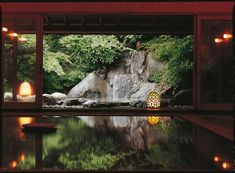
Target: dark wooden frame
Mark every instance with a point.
(38, 66)
(200, 105)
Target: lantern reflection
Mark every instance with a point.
(22, 157)
(225, 165)
(219, 40)
(4, 29)
(13, 164)
(227, 36)
(22, 39)
(13, 34)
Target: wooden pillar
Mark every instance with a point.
(39, 61)
(14, 69)
(195, 66)
(195, 145)
(38, 151)
(1, 93)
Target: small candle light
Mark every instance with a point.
(225, 165)
(216, 159)
(22, 39)
(219, 40)
(153, 120)
(13, 34)
(22, 157)
(4, 29)
(25, 89)
(13, 164)
(227, 36)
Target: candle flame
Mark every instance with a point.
(25, 89)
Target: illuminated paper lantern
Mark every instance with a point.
(153, 120)
(153, 100)
(25, 89)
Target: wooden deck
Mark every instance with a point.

- What you will do -
Apart from the images, print all the material above exactly as given.

- Response to the exercise -
Target: dark wooden frame
Mark every instance with a point.
(38, 66)
(200, 105)
Target: lantern reflection
Mark every instance with a point.
(22, 157)
(225, 165)
(219, 40)
(4, 29)
(13, 164)
(227, 36)
(22, 39)
(13, 34)
Target: wooden pillar
Mark every instance with a point.
(39, 61)
(14, 69)
(195, 66)
(195, 145)
(38, 151)
(1, 93)
Target: small candle light
Mark every instance with a point.
(225, 165)
(216, 159)
(22, 39)
(219, 40)
(153, 120)
(13, 34)
(22, 157)
(4, 29)
(25, 89)
(13, 164)
(227, 36)
Target: candle flame
Mark every instance with a point.
(25, 89)
Target: illuminated paper lantern
Mark every instance with a point.
(153, 120)
(153, 100)
(25, 89)
Target: wooden deck
Mark every instance with a point.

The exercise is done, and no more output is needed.